» **DIRECTIVE**: Transcribe the records below verbatim, starting at the line that contains "Exercise. Locate the boy" and ending with the final line of the records.

» **EXTRACTED ENTRIES**:
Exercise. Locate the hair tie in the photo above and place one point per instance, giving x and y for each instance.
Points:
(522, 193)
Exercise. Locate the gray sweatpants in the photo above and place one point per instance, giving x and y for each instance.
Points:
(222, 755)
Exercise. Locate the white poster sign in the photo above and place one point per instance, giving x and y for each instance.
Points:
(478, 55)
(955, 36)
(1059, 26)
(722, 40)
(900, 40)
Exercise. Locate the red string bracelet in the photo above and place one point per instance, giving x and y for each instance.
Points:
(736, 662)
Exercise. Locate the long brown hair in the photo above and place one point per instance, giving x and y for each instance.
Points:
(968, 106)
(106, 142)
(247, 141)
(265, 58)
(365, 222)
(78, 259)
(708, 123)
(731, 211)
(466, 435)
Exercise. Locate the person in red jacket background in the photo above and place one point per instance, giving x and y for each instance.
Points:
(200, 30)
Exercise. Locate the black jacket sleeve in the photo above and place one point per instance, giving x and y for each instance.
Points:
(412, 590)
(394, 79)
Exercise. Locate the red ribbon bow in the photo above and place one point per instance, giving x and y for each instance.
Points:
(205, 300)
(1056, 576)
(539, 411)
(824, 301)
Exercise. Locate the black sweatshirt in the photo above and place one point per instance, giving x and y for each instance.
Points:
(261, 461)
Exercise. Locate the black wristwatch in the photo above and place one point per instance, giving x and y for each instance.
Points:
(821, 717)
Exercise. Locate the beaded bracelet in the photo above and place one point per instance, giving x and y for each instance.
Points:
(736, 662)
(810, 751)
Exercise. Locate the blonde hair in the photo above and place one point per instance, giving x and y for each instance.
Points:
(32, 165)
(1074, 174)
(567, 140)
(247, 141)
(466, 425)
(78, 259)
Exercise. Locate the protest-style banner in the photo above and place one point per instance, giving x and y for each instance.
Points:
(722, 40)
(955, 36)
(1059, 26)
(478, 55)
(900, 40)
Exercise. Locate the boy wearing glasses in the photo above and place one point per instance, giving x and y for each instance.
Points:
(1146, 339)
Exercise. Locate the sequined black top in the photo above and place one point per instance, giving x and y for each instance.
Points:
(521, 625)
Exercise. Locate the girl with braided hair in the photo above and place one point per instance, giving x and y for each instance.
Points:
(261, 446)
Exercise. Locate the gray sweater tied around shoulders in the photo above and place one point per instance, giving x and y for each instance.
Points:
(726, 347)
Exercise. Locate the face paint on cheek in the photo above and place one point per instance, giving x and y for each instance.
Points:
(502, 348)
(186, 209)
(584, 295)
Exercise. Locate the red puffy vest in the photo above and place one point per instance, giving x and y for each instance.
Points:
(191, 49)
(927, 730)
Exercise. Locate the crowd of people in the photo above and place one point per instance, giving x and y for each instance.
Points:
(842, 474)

» **EXERCISE RESULT**:
Exercise. Locate the boy wearing glasses in the photo above and place one point per instance, giving x and y for each instance.
Points:
(1146, 339)
Exercise. Locate the sequined black top in the photo above and place one point per instance, giving x and y for each instance.
Points:
(521, 625)
Exercise. Locate the girl with braided hair in the photo above and place one point per instance, giving x and y for each instance.
Points:
(261, 446)
Exercise. Locate the gray sweater tied around shoulders in the photo above and place one point per instance, giving x and y for each instance.
Points:
(726, 347)
Exercise. Locate the face paint on cheek in the photo above and place one point per instance, giving x and y for each instance.
Points:
(502, 348)
(186, 209)
(584, 295)
Exercise. Locate the red puffy vest in the photo above and place one point per instance, giving x and y for each instance.
Points:
(191, 49)
(927, 730)
Exercise. Locate the crowd of people in the photo above and place one point per instance, giving x and y for each instance.
Points:
(842, 474)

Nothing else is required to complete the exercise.